# Still not received ihs refund- what should I do now



## LaylaB (Apr 20, 2017)

Hi guys I hope someone can give me a solution or an idea on how to handle this situation 

Basically if had a refusal dated in February 2017. The refusal was for a spouse visa I am the sponsor and my husband was the applicant. We have not appealed but are planning to submit a new application in the next two months.

I used my bank account to pay for the application and Ihs fee... I was told it would take three months to receive my refund.

After three months no refund i rang home office I gave them my ihs reference number the women said she has put a request for me she told me to wait a further three months and to not contact them In this time.

It has been a further three months and no refund i have been waiting a total of six months I wrote an email cmplainig but had an automated reply saying it can't be handled as it's an application outside the UK.

I feel very stuck.. I'm really unsure of how I can get this money which is owed to me back.. I would really like it before I put on my new application again. I will ring the number again next week if I have not recieved it by then 

But is there anyone who has experience this. What's the best action for me to take







please if anyone can help me out I will appreciate it 

Many thanks
Layla


----------



## LaylaB (Apr 20, 2017)

Can anyone offer some guidance on what to do please?


----------



## Kimi2490 (Nov 8, 2012)

--*--

## Set of tasks
a. In the IHS refund thread, how long was the poster told it would take to receive the refund?
b. Write out the part of the IHS refund thread starting with "please if anyone" and going on through "to do please?".

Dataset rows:
--*--

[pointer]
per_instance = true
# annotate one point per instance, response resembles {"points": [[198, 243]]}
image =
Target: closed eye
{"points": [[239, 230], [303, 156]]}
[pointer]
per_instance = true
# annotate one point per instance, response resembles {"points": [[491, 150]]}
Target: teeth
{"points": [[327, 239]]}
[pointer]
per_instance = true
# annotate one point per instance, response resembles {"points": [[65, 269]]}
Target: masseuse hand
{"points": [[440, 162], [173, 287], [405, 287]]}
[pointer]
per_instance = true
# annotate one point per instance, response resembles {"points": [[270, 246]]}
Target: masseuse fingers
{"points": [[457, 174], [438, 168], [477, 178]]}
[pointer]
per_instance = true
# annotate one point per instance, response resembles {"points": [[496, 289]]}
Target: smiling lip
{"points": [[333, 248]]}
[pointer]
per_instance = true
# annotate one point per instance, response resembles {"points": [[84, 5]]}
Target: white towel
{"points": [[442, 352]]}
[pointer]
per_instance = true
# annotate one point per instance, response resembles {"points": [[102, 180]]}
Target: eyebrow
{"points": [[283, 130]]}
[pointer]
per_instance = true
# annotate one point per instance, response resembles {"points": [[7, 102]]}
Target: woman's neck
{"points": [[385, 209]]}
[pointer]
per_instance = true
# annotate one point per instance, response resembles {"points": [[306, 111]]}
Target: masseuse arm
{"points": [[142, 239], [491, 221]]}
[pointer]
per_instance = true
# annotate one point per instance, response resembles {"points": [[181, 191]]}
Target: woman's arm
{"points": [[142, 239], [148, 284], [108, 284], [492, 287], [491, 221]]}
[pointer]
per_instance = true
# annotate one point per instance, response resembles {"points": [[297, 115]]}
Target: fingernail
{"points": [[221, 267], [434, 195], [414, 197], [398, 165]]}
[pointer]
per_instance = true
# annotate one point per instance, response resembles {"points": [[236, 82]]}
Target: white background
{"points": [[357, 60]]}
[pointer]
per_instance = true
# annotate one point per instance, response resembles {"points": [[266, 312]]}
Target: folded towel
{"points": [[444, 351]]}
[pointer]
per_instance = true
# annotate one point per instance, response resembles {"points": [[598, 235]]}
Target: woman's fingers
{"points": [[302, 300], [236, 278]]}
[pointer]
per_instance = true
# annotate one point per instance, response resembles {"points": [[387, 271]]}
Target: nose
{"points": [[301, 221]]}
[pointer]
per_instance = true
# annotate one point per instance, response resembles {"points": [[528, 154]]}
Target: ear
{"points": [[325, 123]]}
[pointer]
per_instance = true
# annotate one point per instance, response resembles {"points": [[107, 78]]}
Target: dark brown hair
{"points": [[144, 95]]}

--*--

## Final answers
a. Three months.

b.
please if anyone can help me out I will appreciate it 

Many thanks
Layla


----------



## LaylaB (Apr 20, 2017)

Can anyone offer some guidance on what to do please?